▶ Collected data
◇ ◇ ◇ ◇

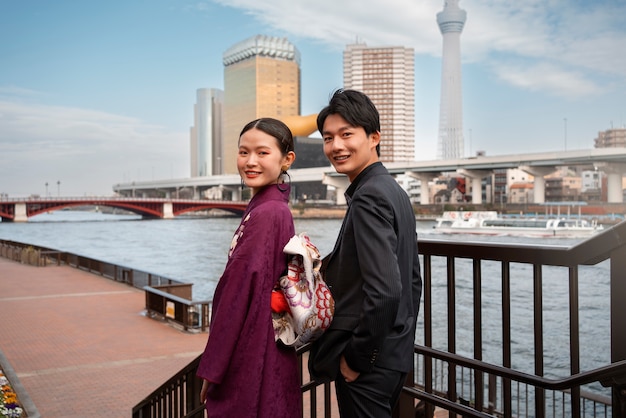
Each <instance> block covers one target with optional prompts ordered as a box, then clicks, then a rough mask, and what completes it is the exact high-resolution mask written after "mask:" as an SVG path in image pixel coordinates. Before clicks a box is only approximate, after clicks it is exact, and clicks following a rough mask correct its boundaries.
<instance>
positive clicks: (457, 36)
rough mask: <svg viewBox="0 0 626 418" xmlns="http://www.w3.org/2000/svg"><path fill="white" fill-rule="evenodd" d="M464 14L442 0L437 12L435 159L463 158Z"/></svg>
mask: <svg viewBox="0 0 626 418" xmlns="http://www.w3.org/2000/svg"><path fill="white" fill-rule="evenodd" d="M466 18H467V15H466V13H465V10H462V9H460V8H459V0H445V1H444V6H443V11H442V12H439V13H437V24H438V25H439V30H440V31H441V34H442V35H443V57H442V61H443V64H442V70H441V101H440V108H439V139H438V141H437V158H439V159H455V158H463V142H464V141H463V106H462V105H463V103H462V100H461V32H462V31H463V25H465V20H466Z"/></svg>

◇ ◇ ◇ ◇

▶ TASK DETAILS
Rewrite all of the material above, changing "rough mask" to "coarse mask" and leaving everything else as it is. Omit the pictures from your answer.

▶ RESPONSE TO THIS TASK
Each <instance> block covers one target with optional prompts ordered as a box, then clicks, then a coarse mask, and what completes it is the exact high-resolution mask written after "mask:" as an SVG path in image pixel coordinates. Before clicks a box is only approximate, after clicks it is exact, and clicks following a coarse mask correct its boundaries.
<instance>
positive clicks: (457, 36)
coarse mask: <svg viewBox="0 0 626 418" xmlns="http://www.w3.org/2000/svg"><path fill="white" fill-rule="evenodd" d="M464 14L442 0L437 12L435 159L463 158Z"/></svg>
mask: <svg viewBox="0 0 626 418" xmlns="http://www.w3.org/2000/svg"><path fill="white" fill-rule="evenodd" d="M466 18H467V15H466V13H465V10H462V9H460V8H459V0H445V1H444V6H443V11H442V12H439V13H437V24H438V25H439V30H440V31H441V34H442V35H443V57H442V61H443V64H442V70H441V101H440V108H439V139H438V141H437V158H439V159H455V158H463V142H464V141H463V106H462V105H463V103H462V100H461V32H462V31H463V25H465V20H466Z"/></svg>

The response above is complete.